## GIVEN DATA

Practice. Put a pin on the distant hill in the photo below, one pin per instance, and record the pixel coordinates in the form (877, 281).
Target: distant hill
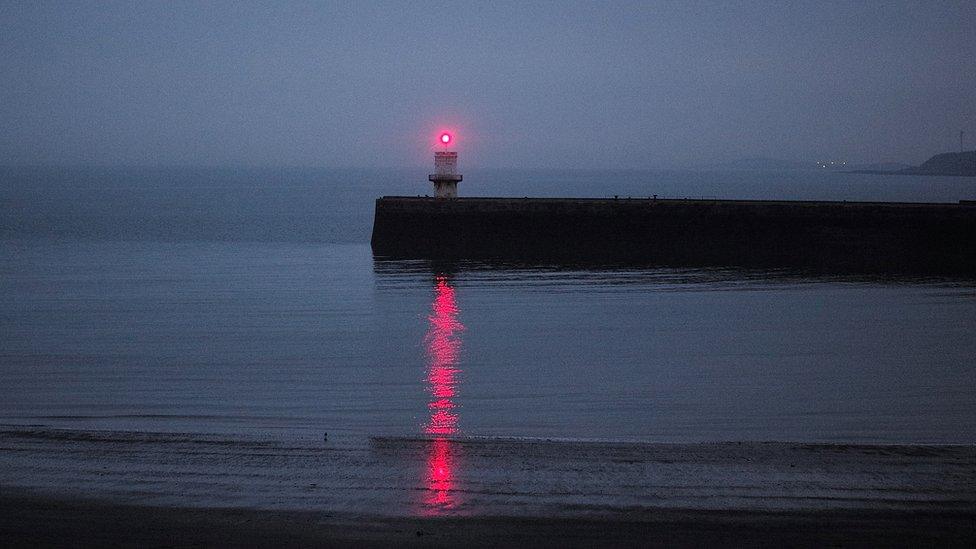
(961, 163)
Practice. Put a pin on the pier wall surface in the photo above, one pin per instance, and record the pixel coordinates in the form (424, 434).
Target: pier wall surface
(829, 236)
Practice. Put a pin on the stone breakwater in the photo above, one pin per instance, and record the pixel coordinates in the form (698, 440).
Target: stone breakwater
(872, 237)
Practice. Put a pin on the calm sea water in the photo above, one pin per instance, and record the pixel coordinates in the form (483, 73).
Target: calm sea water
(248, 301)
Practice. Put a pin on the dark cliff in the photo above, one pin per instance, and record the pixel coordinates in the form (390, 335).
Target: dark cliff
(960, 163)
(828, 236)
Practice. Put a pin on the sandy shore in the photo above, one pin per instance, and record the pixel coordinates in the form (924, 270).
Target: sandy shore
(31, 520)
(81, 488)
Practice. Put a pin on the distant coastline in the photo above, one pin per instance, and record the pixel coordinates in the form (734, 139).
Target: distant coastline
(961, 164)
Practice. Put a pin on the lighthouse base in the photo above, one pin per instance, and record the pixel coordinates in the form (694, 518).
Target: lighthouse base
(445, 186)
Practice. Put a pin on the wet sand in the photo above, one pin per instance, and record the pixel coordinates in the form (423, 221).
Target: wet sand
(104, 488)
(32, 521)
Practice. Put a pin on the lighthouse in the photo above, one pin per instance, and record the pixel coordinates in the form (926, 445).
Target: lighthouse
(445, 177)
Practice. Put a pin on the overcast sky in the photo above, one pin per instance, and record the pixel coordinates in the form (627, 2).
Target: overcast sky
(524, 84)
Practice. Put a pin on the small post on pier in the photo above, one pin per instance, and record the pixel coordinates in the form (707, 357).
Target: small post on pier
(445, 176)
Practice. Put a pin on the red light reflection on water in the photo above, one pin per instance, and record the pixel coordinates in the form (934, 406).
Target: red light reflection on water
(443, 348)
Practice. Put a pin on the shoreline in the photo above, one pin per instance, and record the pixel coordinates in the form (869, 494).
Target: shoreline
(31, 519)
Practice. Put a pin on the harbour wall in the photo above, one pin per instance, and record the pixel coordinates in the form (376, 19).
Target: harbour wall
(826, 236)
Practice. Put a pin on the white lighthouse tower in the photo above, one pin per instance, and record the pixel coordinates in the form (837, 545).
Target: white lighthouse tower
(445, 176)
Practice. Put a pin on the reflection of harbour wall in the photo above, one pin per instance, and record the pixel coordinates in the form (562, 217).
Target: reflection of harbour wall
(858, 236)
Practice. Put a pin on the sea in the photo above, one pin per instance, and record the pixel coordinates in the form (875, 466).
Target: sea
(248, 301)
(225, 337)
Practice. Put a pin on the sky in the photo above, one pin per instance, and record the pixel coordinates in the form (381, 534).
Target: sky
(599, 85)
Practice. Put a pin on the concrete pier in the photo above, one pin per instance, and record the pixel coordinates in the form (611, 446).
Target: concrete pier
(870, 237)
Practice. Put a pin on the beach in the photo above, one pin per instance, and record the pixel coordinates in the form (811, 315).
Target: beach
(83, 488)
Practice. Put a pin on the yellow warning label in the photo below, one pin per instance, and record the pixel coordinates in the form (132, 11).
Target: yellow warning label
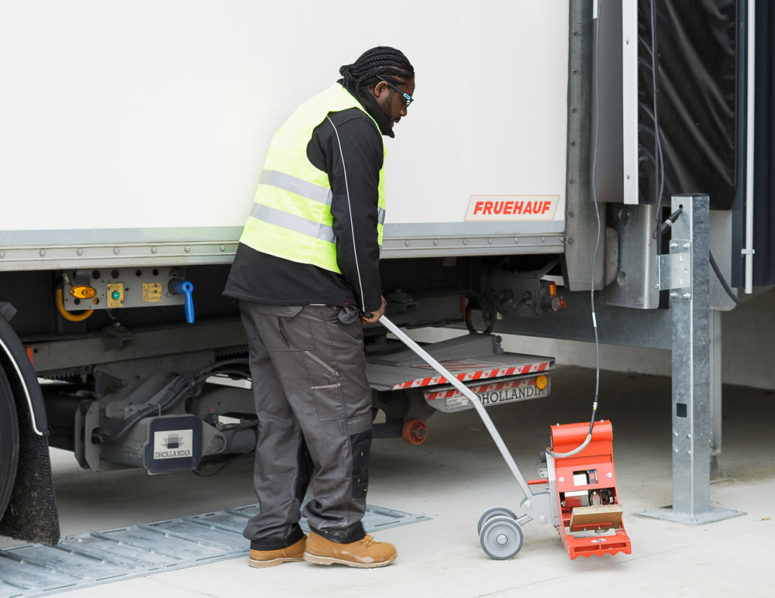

## WHAT TO PRODUCE
Recast the listing above as a JSON list of strings, with one string per line. Skip blank lines and leave the pictures out.

## FULL SOLUTION
[
  "Practice. Put a pin on the distant hill in the photo below, one pin per instance, and record the pixel coordinates in the form (877, 281).",
  "Target: distant hill",
  "(961, 163)",
  "Practice. Put a pin on the pier wall surface in the photo above, one pin per instance, and record the pixel coordinates in the form (424, 434).",
  "Target: pier wall surface",
  "(829, 236)",
  "Practice. Put a pin on the stone breakwater in the photo above, one pin per instance, and record the pixel coordinates in the form (698, 440).",
  "Target: stone breakwater",
  "(872, 237)",
  "Practice. Put a pin on the calm sea water in the photo above, one pin per instance, and record the pixel coordinates in the form (483, 73).",
  "Target: calm sea water",
  "(248, 301)",
  "Practice. Put a pin on the dark cliff in the photo above, one pin per instance, and record the pixel coordinates in the form (390, 335).",
  "Target: dark cliff",
  "(960, 163)",
  "(828, 236)",
  "Practice. Put a pin on the sandy shore in the photo above, one pin per instance, and record the pixel coordinates in the form (924, 270).",
  "Target: sandy shore",
  "(31, 520)",
  "(81, 488)",
  "Practice. Put a pin on the distant coastline in the photo above, one pin per instance, and record the pixel coordinates in the form (734, 139).",
  "Target: distant coastline",
  "(961, 164)",
  "Practice. Put a pin on the lighthouse base in the photo above, one pin per instance, and record the pixel coordinates in the form (694, 518).",
  "Target: lighthouse base",
  "(445, 186)",
  "Practice. Put a pin on the wet sand in the photo above, one pin per instance, and record the pixel coordinates in the form (423, 221).",
  "Target: wet sand",
  "(104, 488)",
  "(32, 521)",
  "Practice. Put a pin on the lighthouse in the photo above, one pin per instance, and record the pixel coordinates in the form (926, 445).",
  "Target: lighthouse",
  "(445, 177)",
  "Practice. Put a pin on the overcast sky in the photo above, one pin per instance, and record the pixel coordinates in the form (627, 2).",
  "Target: overcast sky",
  "(524, 84)",
  "Practice. Put a pin on the small post on pier in the photo above, one pin per instance, and record the pixel coordinates in the form (707, 357).",
  "Target: small post on pier",
  "(445, 176)",
  "Practice. Put a pin on the red light reflection on water in the photo above, one pin per instance, and record the pixel coordinates in the form (934, 406).",
  "Target: red light reflection on water",
  "(443, 348)",
  "Practice. Put a pin on the shoreline in the photo above, one pin per instance, and record the pixel coordinates in the form (869, 494).",
  "Target: shoreline",
  "(31, 519)",
  "Practice. Put a pin on the harbour wall in the photo above, one pin per instance, and record the pixel coordinates in the form (376, 19).",
  "Target: harbour wall",
  "(826, 236)",
  "Practice. Put a pin on the white lighthouse tower in the photo above, one pin per instance, and record the pixel coordinates in the form (837, 545).",
  "Target: white lighthouse tower",
  "(445, 176)",
  "Practice. Put a pin on the reflection of harbour wall in the photo above, one pin per instance, and record the pixel coordinates in the form (562, 217).",
  "Target: reflection of harbour wall",
  "(858, 236)",
  "Practice. Put a pin on the sea in the photo above, one pin per instance, and record the pixel coordinates in the form (875, 466).",
  "Target: sea",
  "(248, 301)",
  "(225, 337)",
  "Practice. Put a pin on the sky in the photo above, one pin per instance, and record the pixel coordinates in the form (381, 534).",
  "Target: sky",
  "(599, 85)",
  "Practice. Put a pin on the concrete pier in the photo above, one pin per instance, and record the pixel coordinates in the form (611, 446).",
  "Target: concrete pier",
  "(870, 237)",
  "Practice. Put a pin on the beach in the photo above, one pin per instance, and record the pixel coordinates in the form (811, 315).",
  "Target: beach",
  "(83, 488)",
  "Practice. Put a pin on the yellow warning label in the photo below, one pin per instance, and record the pixel coordinates in the form (132, 11).",
  "Target: yellow warning label"
]